GOAL OF THE EXERCISE
Every line from the one with "Find the dark" through the end of the entries below should be written out exactly; the pictures should not.

DATA FOR THE TASK
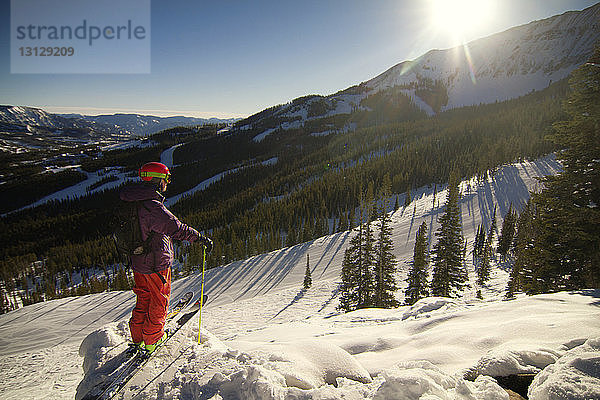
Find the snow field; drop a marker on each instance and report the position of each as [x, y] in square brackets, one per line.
[266, 338]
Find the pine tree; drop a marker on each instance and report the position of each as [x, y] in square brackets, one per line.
[484, 266]
[507, 233]
[522, 241]
[478, 245]
[417, 276]
[350, 275]
[385, 265]
[493, 227]
[567, 246]
[307, 276]
[367, 282]
[449, 273]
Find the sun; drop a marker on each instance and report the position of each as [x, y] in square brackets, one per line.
[460, 18]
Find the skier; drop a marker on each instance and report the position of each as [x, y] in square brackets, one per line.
[152, 270]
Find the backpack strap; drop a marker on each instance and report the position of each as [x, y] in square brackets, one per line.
[148, 240]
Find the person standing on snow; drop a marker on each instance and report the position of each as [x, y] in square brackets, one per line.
[152, 271]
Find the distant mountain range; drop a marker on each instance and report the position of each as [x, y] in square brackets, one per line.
[502, 66]
[23, 128]
[140, 125]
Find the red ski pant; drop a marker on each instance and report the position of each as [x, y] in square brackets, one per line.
[148, 317]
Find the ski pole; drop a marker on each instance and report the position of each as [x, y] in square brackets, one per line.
[201, 295]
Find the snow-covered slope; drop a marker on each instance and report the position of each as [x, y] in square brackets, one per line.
[502, 66]
[147, 124]
[266, 338]
[505, 65]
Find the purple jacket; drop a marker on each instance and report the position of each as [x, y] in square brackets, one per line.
[154, 217]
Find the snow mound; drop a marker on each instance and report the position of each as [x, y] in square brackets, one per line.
[505, 362]
[429, 304]
[423, 380]
[310, 364]
[575, 376]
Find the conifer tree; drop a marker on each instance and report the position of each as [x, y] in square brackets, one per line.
[567, 246]
[507, 232]
[350, 299]
[449, 273]
[417, 275]
[484, 266]
[367, 282]
[385, 265]
[307, 275]
[523, 240]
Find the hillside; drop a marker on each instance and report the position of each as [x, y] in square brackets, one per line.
[253, 302]
[499, 67]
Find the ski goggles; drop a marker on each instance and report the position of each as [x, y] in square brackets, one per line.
[151, 174]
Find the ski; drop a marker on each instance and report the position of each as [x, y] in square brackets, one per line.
[133, 353]
[143, 358]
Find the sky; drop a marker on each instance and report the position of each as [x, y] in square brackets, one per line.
[235, 58]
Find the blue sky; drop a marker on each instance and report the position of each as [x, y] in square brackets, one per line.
[234, 58]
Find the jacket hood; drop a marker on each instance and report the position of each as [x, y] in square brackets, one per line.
[140, 192]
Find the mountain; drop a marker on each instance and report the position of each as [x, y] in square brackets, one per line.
[30, 119]
[264, 337]
[23, 128]
[141, 125]
[502, 66]
[499, 67]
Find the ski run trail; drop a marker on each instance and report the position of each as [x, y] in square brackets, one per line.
[264, 337]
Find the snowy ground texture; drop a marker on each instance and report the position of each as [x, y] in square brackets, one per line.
[263, 337]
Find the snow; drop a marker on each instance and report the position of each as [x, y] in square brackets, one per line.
[166, 156]
[207, 182]
[261, 136]
[576, 375]
[264, 337]
[82, 188]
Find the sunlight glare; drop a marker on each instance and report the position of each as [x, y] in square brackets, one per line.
[460, 17]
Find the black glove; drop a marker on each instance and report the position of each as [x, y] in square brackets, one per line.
[206, 242]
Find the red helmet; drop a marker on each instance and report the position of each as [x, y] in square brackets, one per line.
[155, 170]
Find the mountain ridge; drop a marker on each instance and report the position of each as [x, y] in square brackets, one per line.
[498, 67]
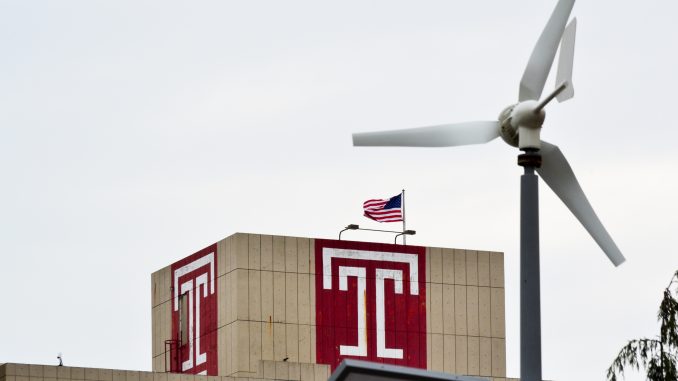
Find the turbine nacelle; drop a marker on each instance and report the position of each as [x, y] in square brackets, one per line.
[520, 125]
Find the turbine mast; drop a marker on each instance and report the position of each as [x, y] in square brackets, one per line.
[530, 300]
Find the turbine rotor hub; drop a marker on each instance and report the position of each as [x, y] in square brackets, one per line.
[520, 125]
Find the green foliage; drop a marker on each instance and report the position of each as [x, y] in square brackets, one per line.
[658, 356]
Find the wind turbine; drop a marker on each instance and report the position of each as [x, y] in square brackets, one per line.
[520, 125]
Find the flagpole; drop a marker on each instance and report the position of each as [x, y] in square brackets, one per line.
[403, 200]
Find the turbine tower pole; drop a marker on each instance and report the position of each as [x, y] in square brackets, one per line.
[530, 308]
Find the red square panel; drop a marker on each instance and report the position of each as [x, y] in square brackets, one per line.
[370, 303]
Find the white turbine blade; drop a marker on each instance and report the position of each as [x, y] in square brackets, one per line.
[539, 65]
[566, 61]
[557, 173]
[445, 135]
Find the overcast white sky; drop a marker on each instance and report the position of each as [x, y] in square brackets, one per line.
[135, 133]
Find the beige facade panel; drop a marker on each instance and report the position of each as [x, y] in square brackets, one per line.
[497, 312]
[496, 269]
[459, 266]
[473, 355]
[448, 308]
[448, 265]
[436, 265]
[485, 349]
[471, 267]
[436, 290]
[449, 353]
[483, 268]
[461, 354]
[472, 319]
[460, 315]
[484, 312]
[498, 357]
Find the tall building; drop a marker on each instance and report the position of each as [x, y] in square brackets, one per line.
[261, 306]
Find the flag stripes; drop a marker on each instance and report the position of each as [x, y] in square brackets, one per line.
[380, 210]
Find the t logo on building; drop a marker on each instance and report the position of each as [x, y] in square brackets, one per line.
[370, 303]
[194, 313]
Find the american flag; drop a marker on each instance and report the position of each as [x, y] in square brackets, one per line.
[390, 210]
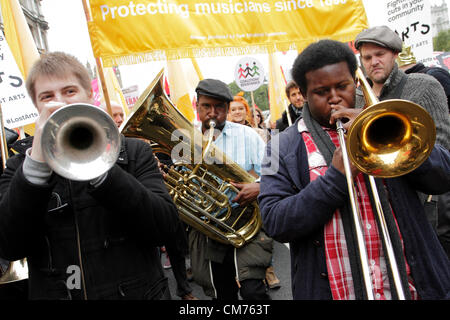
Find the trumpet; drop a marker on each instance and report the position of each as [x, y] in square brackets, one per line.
[388, 139]
[80, 142]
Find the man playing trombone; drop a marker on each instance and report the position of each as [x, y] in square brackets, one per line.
[93, 239]
[306, 202]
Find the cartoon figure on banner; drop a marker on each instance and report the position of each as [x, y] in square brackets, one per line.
[17, 80]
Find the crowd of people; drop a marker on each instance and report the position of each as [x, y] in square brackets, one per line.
[114, 238]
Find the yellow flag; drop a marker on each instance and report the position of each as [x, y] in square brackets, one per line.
[20, 40]
[277, 84]
[19, 36]
[183, 77]
[120, 34]
[114, 91]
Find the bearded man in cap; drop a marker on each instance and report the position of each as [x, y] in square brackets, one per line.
[223, 270]
[379, 48]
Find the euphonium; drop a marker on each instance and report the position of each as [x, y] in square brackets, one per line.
[199, 181]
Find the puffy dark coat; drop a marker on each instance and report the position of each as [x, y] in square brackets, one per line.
[109, 233]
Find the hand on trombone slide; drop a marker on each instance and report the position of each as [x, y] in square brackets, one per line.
[347, 115]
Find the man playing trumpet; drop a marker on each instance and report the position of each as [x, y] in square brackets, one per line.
[93, 239]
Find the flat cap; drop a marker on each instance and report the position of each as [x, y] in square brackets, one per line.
[380, 35]
[215, 89]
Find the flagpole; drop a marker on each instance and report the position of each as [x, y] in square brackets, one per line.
[99, 64]
[197, 68]
[3, 142]
[253, 110]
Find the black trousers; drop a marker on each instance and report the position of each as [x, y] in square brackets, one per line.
[224, 277]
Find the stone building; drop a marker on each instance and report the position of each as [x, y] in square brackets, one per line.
[439, 18]
[36, 22]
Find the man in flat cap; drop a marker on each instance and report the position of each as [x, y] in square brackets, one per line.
[379, 48]
[223, 270]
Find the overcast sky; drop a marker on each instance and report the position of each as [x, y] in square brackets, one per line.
[68, 32]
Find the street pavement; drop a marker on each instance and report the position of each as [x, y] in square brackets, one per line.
[282, 266]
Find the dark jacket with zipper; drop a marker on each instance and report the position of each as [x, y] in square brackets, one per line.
[296, 210]
[108, 234]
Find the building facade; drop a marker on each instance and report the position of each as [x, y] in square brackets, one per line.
[36, 23]
[439, 18]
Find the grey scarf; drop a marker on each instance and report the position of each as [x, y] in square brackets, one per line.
[327, 148]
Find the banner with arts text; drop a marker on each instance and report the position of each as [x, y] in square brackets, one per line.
[17, 107]
[411, 19]
[128, 32]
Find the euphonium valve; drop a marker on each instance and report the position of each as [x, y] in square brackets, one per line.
[199, 181]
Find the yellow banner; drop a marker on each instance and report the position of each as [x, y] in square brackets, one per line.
[128, 32]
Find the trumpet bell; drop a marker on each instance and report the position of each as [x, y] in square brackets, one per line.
[80, 142]
[391, 138]
[17, 271]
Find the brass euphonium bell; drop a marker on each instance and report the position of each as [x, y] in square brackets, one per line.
[389, 138]
[199, 181]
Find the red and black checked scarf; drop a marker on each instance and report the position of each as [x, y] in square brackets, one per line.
[337, 260]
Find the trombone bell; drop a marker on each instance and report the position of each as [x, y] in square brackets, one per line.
[389, 138]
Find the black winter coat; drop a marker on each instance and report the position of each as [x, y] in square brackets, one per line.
[109, 234]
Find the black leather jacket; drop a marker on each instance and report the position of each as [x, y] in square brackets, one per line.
[107, 235]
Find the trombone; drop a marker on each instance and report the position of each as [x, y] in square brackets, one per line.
[387, 139]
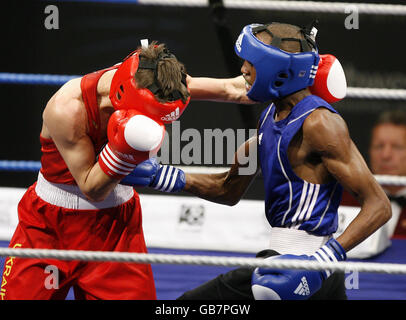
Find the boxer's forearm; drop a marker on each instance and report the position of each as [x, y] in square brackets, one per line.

EXERCISE RESPONSE
Find the dark jacket with zipper; drop a marker on each instance and report the position of each as [x, y] in square brackets, one per line.
[296, 210]
[108, 234]
Find the building facade; drop a marker on each instance and report the position of each as [x, y] in square brackets, one per line.
[36, 23]
[439, 18]
Find the grey scarf; drop a marker on each instance and report the position of each as [x, y] in square brackets, one per line.
[327, 148]
Find the banner with arts text; drop a marker on each instance and report the position of each as [x, y] in square brackets, one per line.
[17, 107]
[411, 19]
[128, 32]
Find the euphonium valve; drop a marker on each instance and report the position of each as [x, y] in square brackets, one per line.
[199, 181]
Find the yellow banner; drop a marker on each instance and report the position of each as [x, y] in square brackets, one per line.
[128, 32]
Find the trumpet bell; drop a marker on each instance and report the position of each as [x, y] in square brackets, one per line.
[80, 142]
[391, 138]
[17, 271]
Find the brass euphonium bell; drop a marker on each instance and report the position of each as [x, y] in square brackets, one per line.
[389, 138]
[199, 181]
Find the red and black checked scarf; drop a marker on each instance and report the position of each as [x, y] in square brackets, one per line.
[337, 260]
Find the trombone bell; drop a marker on each instance and report the position of each as [x, y] in square brackets, one per line.
[389, 138]
Find the black winter coat; drop a marker on each instance and report the position of each as [x, y] in square brackets, one per line.
[109, 234]
Find the black leather jacket; drop a marker on each instance and report the position of each as [x, y] in square brackets, one per line.
[107, 235]
Find the trombone; drop a marker on each instance and report the position of each as [x, y] in square brackets, one per line.
[387, 139]
Find the boxer's forearm; drop a marker on each instance and report the position of each as [x, y] in square brackets, one per line.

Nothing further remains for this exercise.